(Data items)
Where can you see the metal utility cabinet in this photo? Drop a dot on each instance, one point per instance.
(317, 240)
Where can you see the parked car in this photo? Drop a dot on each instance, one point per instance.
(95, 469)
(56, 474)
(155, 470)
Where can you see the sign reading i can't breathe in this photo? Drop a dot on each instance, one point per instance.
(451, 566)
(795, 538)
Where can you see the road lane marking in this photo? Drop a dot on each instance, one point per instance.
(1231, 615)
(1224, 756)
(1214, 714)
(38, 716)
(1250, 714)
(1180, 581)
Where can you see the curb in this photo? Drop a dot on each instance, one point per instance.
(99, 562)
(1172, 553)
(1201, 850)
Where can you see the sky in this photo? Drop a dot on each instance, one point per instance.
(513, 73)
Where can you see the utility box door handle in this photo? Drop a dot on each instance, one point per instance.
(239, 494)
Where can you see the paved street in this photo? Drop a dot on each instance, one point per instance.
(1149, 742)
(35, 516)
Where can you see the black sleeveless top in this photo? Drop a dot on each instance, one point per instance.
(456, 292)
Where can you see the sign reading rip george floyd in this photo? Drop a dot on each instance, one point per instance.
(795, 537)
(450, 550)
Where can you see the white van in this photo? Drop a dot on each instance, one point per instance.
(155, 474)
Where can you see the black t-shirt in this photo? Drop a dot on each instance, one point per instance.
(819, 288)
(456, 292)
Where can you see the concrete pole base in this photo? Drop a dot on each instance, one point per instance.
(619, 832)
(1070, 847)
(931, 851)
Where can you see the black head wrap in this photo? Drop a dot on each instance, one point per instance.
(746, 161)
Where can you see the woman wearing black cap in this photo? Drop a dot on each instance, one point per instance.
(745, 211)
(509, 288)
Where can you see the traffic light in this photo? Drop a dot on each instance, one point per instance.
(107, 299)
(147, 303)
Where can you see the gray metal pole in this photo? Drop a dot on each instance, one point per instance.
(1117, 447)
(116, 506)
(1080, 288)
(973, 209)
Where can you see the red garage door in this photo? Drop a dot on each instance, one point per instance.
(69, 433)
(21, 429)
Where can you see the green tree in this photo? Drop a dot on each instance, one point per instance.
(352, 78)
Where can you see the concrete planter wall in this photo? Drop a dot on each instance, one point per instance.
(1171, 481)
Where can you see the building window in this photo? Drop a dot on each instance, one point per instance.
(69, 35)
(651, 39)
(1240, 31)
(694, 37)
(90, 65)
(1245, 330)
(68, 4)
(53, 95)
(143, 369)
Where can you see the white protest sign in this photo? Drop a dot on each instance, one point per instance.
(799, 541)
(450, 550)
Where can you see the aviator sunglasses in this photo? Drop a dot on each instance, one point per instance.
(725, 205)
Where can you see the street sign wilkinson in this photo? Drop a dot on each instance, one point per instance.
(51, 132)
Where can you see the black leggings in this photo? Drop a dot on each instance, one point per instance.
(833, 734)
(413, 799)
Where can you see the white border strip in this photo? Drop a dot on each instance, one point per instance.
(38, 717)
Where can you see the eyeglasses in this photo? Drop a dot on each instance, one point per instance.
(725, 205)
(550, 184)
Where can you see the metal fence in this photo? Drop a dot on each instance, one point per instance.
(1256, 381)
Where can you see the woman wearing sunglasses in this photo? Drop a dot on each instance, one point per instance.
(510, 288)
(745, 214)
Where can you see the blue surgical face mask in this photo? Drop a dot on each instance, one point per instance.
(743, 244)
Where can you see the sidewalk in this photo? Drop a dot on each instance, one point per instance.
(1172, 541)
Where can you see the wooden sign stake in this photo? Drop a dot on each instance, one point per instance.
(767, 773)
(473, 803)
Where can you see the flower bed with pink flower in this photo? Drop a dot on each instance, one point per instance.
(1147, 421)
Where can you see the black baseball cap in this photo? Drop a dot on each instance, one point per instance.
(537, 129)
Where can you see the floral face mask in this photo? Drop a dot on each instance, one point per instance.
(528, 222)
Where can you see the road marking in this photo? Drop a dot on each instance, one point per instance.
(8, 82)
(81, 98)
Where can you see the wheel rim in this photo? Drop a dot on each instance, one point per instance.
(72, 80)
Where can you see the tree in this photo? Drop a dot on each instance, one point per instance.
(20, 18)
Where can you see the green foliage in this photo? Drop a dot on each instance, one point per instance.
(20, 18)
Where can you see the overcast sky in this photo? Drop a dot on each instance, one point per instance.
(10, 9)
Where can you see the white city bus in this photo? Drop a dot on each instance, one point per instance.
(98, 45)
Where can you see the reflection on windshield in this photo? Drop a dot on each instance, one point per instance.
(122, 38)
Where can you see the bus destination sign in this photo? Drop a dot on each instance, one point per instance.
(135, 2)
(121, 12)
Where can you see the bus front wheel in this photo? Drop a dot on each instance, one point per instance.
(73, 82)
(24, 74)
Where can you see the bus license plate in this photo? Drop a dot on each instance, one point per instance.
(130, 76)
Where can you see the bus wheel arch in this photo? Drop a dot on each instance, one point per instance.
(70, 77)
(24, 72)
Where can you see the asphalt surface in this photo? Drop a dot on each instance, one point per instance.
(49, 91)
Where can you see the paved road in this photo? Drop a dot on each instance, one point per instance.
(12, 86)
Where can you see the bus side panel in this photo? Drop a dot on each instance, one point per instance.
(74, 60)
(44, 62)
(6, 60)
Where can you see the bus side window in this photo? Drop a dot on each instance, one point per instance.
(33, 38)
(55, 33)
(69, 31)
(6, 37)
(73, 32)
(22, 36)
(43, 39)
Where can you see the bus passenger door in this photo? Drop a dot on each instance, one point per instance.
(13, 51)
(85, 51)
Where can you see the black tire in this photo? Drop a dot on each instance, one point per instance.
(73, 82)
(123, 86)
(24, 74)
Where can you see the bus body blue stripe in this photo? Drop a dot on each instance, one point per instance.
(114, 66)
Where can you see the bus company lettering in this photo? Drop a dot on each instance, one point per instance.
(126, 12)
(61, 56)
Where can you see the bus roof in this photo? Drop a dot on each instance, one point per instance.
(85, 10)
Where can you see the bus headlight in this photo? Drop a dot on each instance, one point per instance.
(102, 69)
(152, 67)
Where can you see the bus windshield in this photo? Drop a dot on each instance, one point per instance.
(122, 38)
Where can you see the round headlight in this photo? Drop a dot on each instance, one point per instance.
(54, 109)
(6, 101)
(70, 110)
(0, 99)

• PROBLEM TO WORK ON:
Each entry above is to be returned exactly as given.

• PROBLEM SOLUTION:
Where can you see the metal utility cabinet in this photo? Drop a dot on each instance, one point per instance.
(317, 240)
Where can you see the parked car in this photo? Drop a dot on each instance, one point per instance.
(95, 469)
(56, 474)
(155, 470)
Where can you see the sign reading i can't breathe in this photo? Drop a dot on each instance, one point per instance.
(451, 566)
(795, 538)
Where can you see the road lane marking in this photo? Drop a dot on each instance, one point per instance.
(1231, 615)
(1224, 756)
(1214, 714)
(38, 716)
(1250, 714)
(1180, 581)
Where can you see the curb in this photo? Drop a dot on each instance, one point per instance.
(99, 562)
(1172, 553)
(1201, 850)
Where can you see the sky in this photo? Drop a dot on each instance, one point per instance.
(513, 73)
Where can you see the utility box door handle in this photo? Drop a dot on each instance, one point per instance.
(239, 494)
Where can you see the paved street in this photo? Drop a dot on each instance, one point per instance.
(1149, 742)
(35, 516)
Where can you see the black sleeveless top in this photo? Drop a dot on each instance, one point per instance.
(456, 292)
Where can you see the sign reading rip george floyd in this photo? Drop a dot on each instance, one point per instance.
(795, 537)
(450, 550)
Where can you see the white van in this photo? Drop a dot on each instance, one point per instance.
(155, 474)
Where can you see the black t-shirt in this photo? Drop a dot on each instance, one point per instance.
(819, 288)
(456, 292)
Where can you see the concrete pole base in this photo? Drop a dot on each instance, one point per instance.
(619, 832)
(1070, 847)
(931, 851)
Where can you see the black head wrap in this photo? Drop a dot on each instance, one point per instance.
(746, 161)
Where can you see the woman wearing black cap in this photo? Drop a dot on each instance, one point per instance.
(745, 211)
(509, 288)
Where can you see the traffic light in this photo? Drop a dot on each instance, one point per instance.
(107, 299)
(147, 303)
Where can you see the gray metal pole in this photo? Drop a dot on each instance, one point per instance.
(1117, 447)
(116, 506)
(1080, 288)
(973, 209)
Where can you see the red garage door in this photo? Drop a dot on each instance, one point per instance.
(69, 433)
(21, 429)
Where can you see the green tree in this photo? Drop a dot on each instance, one point per instance.
(352, 78)
Where can you see the concrete planter wall in this photo? Drop a dot on each instance, one point per instance.
(1171, 481)
Where can you see the building window in this photo? Drop a dot on each instance, one point per instance.
(69, 35)
(651, 39)
(1240, 31)
(694, 37)
(90, 65)
(1245, 330)
(68, 4)
(53, 95)
(143, 369)
Where can you see the white protest sign in this photo? Drop a dot on each instance, one point per instance.
(799, 541)
(450, 550)
Where can you see the aviator sunglasses in this photo? Drop a dot on each instance, one point per instance.
(725, 205)
Where can you see the street sign wilkinson in this photo? Drop a dot on each instance, one point per instance.
(51, 132)
Where can you see the black leggings in this photo? Drop a dot on each instance, one point per instance.
(833, 734)
(413, 799)
Where can you see the white border strip in this photo? Drop a dot on each instance, one point per instance.
(38, 717)
Where can you see the eyeglasses in this photo? Drop a dot on each instance, one point per instance.
(725, 205)
(550, 184)
Where can you see the metal fence in this photo? Drop a dot on each instance, one point per instance.
(1256, 381)
Where can you see the woman wearing sunglasses in this photo? Drop a dot on each instance, one point per instance.
(510, 288)
(745, 214)
Where can you see the blue surgical face mask in this photo? Drop a dot on each instance, one point per instance.
(743, 244)
Where can you see the sidewalk in this photo? Drop a dot on each instance, one point per instance.
(1172, 541)
Where can you see the wooden sign stake in this photo? Drop a dot on each instance, one point per instance.
(767, 773)
(473, 803)
Where can you see the flower bed with pink flower in this photo? Drop a dot on each instance, one point per instance.
(1147, 421)
Where can you see the black baseball cap in this photo? Drop a dot on each instance, one point per instance.
(537, 129)
Where can you see the floral face mask in this photo? Drop a dot on each instance, one point per instance.
(528, 222)
Where can you see the road marking in this photo? Drop a dot on each instance, one point per instance.
(8, 82)
(81, 98)
Where can you see the wheel rim in this photo? Drop a dot on each instance, one point per instance.
(72, 80)
Where can you see the tree in this photo? Drop a dot on each instance, one point per instance.
(20, 18)
Where can you see the green foliage in this photo? Drop a dot on each instance, one point per instance.
(20, 18)
Where can you see the overcast sky in this photo? Drop a dot on each instance, one point per instance.
(10, 9)
Where can you see the white city bus in this photo? Drop a dot on each instance, one point per instance.
(98, 45)
Where can you see the reflection on windshield in this photo? Drop a dot on each instance, one point per instance.
(122, 38)
Where can you see the bus destination sign in this photo? Drop a dot on each instance, one point per instance.
(135, 2)
(121, 12)
Where can you see the bus front wheel in this photo? Drop a dot on each instance, one point per instance.
(73, 82)
(24, 74)
Where can you see the bus license plate in this photo? Drop a dot on each instance, one point per instance.
(130, 76)
Where can you see the bus wheel arch in this photo? Drop a dot on each instance, one point per instance.
(70, 77)
(24, 72)
Where can you see the asphalt surface in this photo? Drop a dot on each instance, one point per instance.
(49, 91)
Where can you see the paved road in this photo? Drop a dot on each instance, one point per instance.
(12, 86)
Where can you see the bus side panel in this photo? Drop a dot on each instance, one point per instance.
(74, 60)
(44, 62)
(6, 60)
Where can you see the bus side window in this photo? Drop a dot on each instance, one point per instance.
(33, 38)
(55, 33)
(69, 31)
(6, 37)
(73, 32)
(22, 36)
(43, 39)
Where can you see the bus passenger door in this photo? Drop a dot on each instance, one point per instance.
(13, 51)
(85, 51)
Where can you see the black tire in this photo? Drop a dot on each instance, one point per instance.
(73, 82)
(123, 86)
(24, 74)
Where can you see the bus body blue stripe in this photo? Drop a dot on each instance, one point per instance.
(114, 66)
Where can you see the bus company lettering in this photo? Drop a dot on each instance, one point per instance.
(126, 12)
(61, 56)
Where can you see the bus roof in this photo? Drop a dot on each instance, one point per instance.
(85, 10)
Where can you see the bus headlight in this photo? Drop a dot on each instance, one point per instance.
(102, 69)
(152, 67)
Where can you see the bus windshield in this photo? Drop a dot on each instance, one point per instance.
(122, 38)
Where can you see the round headlight in this photo? Drop a dot on each instance, one point per instance.
(54, 109)
(6, 101)
(70, 110)
(0, 99)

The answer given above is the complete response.